SHORT EXERCISE A ▸
In the Pride Month speech, what war did Technical Sergeant Leonard Matlovich serve in?
SHORT EXERCISE B ▸
Extend the Pride Month speech from where it stops.

Good morning, everybody.

Rudy, thank you for that kind introduction.

And thanks for pulling this together – it’s pretty remarkable work that you’ve done over the past several weeks and months… So let’s give Rudy a big round of applause.  

And thanks to the DoD Pride group for bringing together this community at the Pentagon today.

As Rudy mentioned, it’s great to see such a tremendous array of the Department's top leaders, past and present… these leaders who are here today obviously to support this important event.    

And it’s great to be sharing the same stage with Major General Lauderback and Lieutenant Moore, who have served their country with distinction.

Let me begin by thanking all of you for your service – for the tireless work that you do every day to defend this nation.

And just as important, thank you to your spouses, partners, and families, some of whom are joining us today.

None of us could do what we do without your support and your sacrifices.

This June, we celebrate Pride Month across the Department by recognizing the extraordinary achievements of our lesbian, gay, bisexual, and transgender service members and civilian employees.

And we reflect on the progress we’ve made in making sure that everyone who wants to serve and is qualified can do so with dignity and respect.

We know that we have more work to do, but thanks to your courage, your advocacy, and your dedication, the Department of Defense has been able to do more to secure LGBTQ+ rights than at any other time in our history.

That includes efforts to ensure that all military families and spouses receive the benefits their loved ones have earned and to which they are entitled… to helping veterans who previously were forced out because of their sexual orientation to apply to correct their records, or -- where appropriate -- to return to service.

You know, it’s often said that progress is a relay race, and not a single event.

That’s certainly been true when it comes to the pioneers who fought for this community’s civil rights in the military.

Throughout American history, LGBTQ+ citizens have fought to defend our rights and freedoms -- from the Founding of our nation to the Civil War, from the trenches of two World Wars to Korea and Vietnam, and from Afghanistan to Iraq.

They fought for our country even when our country wouldn’t fight for them.

Even as some were forced to hide who they were… or to hang up their uniforms.

When I reflect on the hard-fought progress that has been made over the years, the efforts of a number of notables spring to mind.

I’m thinking of heroes like retired Major Margaret Witt.

She treated countless troops as a nurse during Operations Desert Storm, Southern Watch, and Enduring Freedom before being outed against her will and discharged from the Air Force under “Don’t Ask, Don’t Tell.”

Major Witt could have walked away, but instead she took a stand -- and challenged that policy in court. Her efforts contributed to the repeal of “Don’t Ask, Don’t Tell” more than a decade ago.

I’m thinking of Technical Sergeant Leonard Matlovich, a decorated Vietnam veteran who inspired Major Witt.

Now, he was only 19 when he volunteered to serve.

He did three combat tours in Vietnam and was severely wounded in Da Nang.

He earned the Purple Heart, the Bronze Star, and the deep respect of his teammates.

But when he came home and came out, he was discharged by the Air Force.

Extracted data entries ▸
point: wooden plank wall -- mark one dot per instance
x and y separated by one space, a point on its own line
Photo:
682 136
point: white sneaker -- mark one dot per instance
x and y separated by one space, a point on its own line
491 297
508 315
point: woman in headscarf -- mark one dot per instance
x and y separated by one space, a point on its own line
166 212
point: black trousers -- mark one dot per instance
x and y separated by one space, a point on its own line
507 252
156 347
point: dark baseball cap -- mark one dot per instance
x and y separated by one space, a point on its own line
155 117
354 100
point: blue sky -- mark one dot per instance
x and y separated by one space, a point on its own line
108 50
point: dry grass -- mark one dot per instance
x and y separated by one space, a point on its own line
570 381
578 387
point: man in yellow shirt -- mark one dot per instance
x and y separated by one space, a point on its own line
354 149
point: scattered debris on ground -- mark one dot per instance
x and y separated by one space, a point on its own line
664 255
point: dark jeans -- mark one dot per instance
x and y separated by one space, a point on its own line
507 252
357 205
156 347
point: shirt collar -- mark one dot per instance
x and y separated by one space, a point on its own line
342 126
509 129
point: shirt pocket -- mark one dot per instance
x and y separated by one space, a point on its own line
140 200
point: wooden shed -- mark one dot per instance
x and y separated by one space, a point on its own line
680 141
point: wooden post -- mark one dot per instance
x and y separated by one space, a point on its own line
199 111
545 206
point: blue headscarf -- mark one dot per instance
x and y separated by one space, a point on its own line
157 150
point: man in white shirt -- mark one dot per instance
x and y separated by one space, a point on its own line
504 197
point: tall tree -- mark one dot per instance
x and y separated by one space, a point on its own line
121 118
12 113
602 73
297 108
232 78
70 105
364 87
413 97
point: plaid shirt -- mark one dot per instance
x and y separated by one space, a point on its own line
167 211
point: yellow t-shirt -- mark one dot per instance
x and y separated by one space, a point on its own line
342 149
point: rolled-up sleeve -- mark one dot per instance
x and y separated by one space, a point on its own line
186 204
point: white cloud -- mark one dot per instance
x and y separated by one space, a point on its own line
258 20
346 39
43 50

EXERCISE RESPONSE A ▸
The Vietnam War.

EXERCISE RESPONSE B ▸
So he took up a new fight in courtrooms across the country—a fight for his right to serve his country as an openly gay man.

And I’m thinking of Dr. Frank Kameny, a proud U.S. Army veteran of World War II. Dr. Kameny was later hired as an astronomer for the Army Map Service -- until he was fired in 1957 for being gay.

He later said it felt like “a declaration of war” against him by his own government.

Then he said, like any true soldier would, “I tend not to lose my wars.”

He wasn’t kidding.

Frank Kameny spent the rest of his life at the forefront of the gay-rights movement – by mentoring the next generation of activists, including Leonard Matlovich; by marching in protests; by founding the Mattachine Society of Washington, a pioneering gay-rights advocacy organization; and, in 1961, by bringing the first civil-rights claim based on sexual orientation all the way up to the U.S. Supreme Court.

Now, Dr. Kameny lost that battle in court.

But his activism helped set the stage for progress in the fight for full equality.

Of course, not every person in this story has been a member of this community.

I’m thinking, too, of Admiral Mike Mullen, my good friend and mentor. As Chairman of the Joint Chiefs of Staff, he took a courageous stand against “Don’t Ask, Don’t Tell”… a stand that led directly to its repeal.

And so today, we commemorate 10 years since the repeal of “Don’t Ask, Don’t Tell,” and we welcome a new generation of soldiers, sailors, airmen, guardians, and Marines openly and proudly serving their country. 

Today, we can recognize and honor their contributions rather than questioning their ability to serve.

And today, we reaffirm that transgender rights are human rights, and that America is safer -- and better -- when every qualified citizen can serve with pride and dignity.

Now, that’s real progress.

And it was hard-fought and hard-won.

But we’ve got more work to do.

Our work isn’t done until we tackle the challenge of sexual assault and harassment in the force. And we know that service members from this community are at elevated risk of such crimes.

Our work isn’t done until we recognize that the health of the force fully incorporates mental health, including for LGBTQ+ service members. That’s why we recommit to treating all wounds, both visible and invisible.

And our work isn’t done until we create a safe and supportive workplace for everyone –free from discrimination, harassment, and fear.

Because nobody should have to hide who they love to serve the country that they love.

And no service member who is willing to put their life on the line to keep our country safe should feel unsafe because of who they are.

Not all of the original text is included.